* _Tasks to complete_
- a) In the Telos exchange, what academic position does Ernest Sternberg hold?
- b) Write out the Telos exchange word for word, from "Politics in Telos: an" down to "editor of Telos.".

* _Text under study_
^^^^
TELOSscope: The Telos Press Blog

Politics in Telos: an Exchange

The following is an email exchange initially between Ernest Sternberg, Professor of Urban and Regional Planning at the University at Buffalo, and Maria Piccone, publisher of Telos. The exchange then continues between Sternberg and Russell Berman, editor of Telos.

October 2, 2007

Hi Mary,

As I promised, I’m now searching for a periodical for which to review Matthias Küntzel’s book, Jihad and Jew Hatred [published by Telos Press].

The back-story is in itself notable: that Telos is publishing the book. I remember as a grad student that my favorite professor had a shelf of Telos issues. This led me to read it on occasion, to recognize it as a very good journal, and to understand it as being closely associated with the Frankfurt School.

In recent years as my own politics have shifted, I have found with some interest that Telos has shifted to some extent as well, though it remains a broad forum. (I’m now a subscriber.) Is there a piece that has been written, perhaps by the editor, that has told the story of the political evolution at Telos? That very fact might place Matthias’s book in an interesting light.


October 2, 2007

Dear Ernie Sternberg,

Mary Piccone forwarded to me your recent email to her about Telos.

Thanks for your interest in the journal and our publication of Matthias Küntzel’s book. And especially thanks for your recollections and comments on the journal, its past and future.

You ask about a piece relating the political evolution of the journal. It has yet to be written. It’s definitely a good idea. Maybe I’ll get to it, but running the journal (not to mention the rest of life) keeps me pretty busy. For now, a few thoughts will have to suffice.

The shift you mention is, presumably, what is sometimes described as (or, more typically, denounced as) a move to the right. In fact, it’s always more complex than a simple linear scale can measure. There is in any case no shame in rethinking (except for those who consider thinking shameful); and there is certainly nothing wrong with rethinking in the face of new experience or new knowledge. How could Communists not rethink, for example, in light of Khrushchev’s revelations—well, some did, and some didn’t. Surely some mental flexibility is preferable to dogmatic immobility.

But this question of cognitive capacities ought to be thought through as well in terms of a longer-term political history. The Left has often been the home of emancipatory values, or at least it starts out that way. It has however—I’m thinking of the long period since the eighteenth century—also demonstrated an ability for internal repression, an insistence on the obedience and loyalty of its members, and has therefore often regarded skeptical thinking as a sign of betrayal. This is what the Frankfurt School might have seen as another instance of the dialectic of enlightenment: enlightenment against the old order is the progressive program, but enlightenment refuses its own self-reflection, refuses to inquire into itself and invites a return of the repressive past in modernized guise. So critics of the Left—especially those acting in the spirit of the enlightenment—are denounced as renegades, as traitors, as “moving to the right.” Perhaps some have moved to the right, others may have just insisted on free thinking and—this is the truly pessimistic account—some may have done nothing at all, but they are targeted for denunciation (and worse) nonetheless, because the “movement” is always in need of victims to sacrifice in order to shore up group loyalty.
^^^^
Data excerpts:
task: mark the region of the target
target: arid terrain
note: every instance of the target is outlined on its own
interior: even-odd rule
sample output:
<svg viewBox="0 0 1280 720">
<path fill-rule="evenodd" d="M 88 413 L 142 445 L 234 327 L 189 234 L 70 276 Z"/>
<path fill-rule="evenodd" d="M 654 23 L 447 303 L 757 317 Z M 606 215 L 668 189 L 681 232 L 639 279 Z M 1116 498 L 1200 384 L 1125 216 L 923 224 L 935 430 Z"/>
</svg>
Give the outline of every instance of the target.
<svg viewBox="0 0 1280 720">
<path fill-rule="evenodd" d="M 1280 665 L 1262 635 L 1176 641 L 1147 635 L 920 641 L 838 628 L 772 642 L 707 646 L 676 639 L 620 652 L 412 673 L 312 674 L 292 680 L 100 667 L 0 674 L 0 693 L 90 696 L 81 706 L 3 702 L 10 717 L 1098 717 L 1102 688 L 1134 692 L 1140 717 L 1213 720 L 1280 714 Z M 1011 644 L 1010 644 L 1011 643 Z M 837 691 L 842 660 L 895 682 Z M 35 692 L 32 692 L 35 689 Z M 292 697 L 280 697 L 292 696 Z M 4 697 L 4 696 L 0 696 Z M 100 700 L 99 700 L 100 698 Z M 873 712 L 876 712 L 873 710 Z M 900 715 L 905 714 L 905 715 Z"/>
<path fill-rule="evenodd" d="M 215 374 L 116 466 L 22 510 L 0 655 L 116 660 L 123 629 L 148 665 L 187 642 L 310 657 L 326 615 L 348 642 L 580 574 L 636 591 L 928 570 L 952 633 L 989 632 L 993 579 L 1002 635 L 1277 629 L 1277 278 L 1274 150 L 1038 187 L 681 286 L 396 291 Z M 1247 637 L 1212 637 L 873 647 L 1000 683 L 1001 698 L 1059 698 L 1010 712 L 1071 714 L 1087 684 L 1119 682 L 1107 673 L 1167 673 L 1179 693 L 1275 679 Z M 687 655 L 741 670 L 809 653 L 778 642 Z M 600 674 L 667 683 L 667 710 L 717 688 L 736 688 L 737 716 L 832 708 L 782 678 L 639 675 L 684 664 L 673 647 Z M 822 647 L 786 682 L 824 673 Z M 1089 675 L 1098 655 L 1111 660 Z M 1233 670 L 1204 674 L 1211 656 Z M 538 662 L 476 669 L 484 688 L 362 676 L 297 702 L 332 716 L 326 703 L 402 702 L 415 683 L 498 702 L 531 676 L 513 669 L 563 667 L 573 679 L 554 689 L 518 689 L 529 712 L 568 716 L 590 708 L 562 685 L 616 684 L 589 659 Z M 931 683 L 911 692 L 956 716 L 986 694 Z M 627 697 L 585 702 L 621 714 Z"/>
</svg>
^^^^
* _Per-task outputs_
- a) Professor of Urban and Regional Planning at the University at Buffalo.

- b)
Politics in Telos: an Exchange

The following is an email exchange initially between Ernest Sternberg, Professor of Urban and Regional Planning at the University at Buffalo, and Maria Piccone, publisher of Telos. The exchange then continues between Sternberg and Russell Berman, editor of Telos.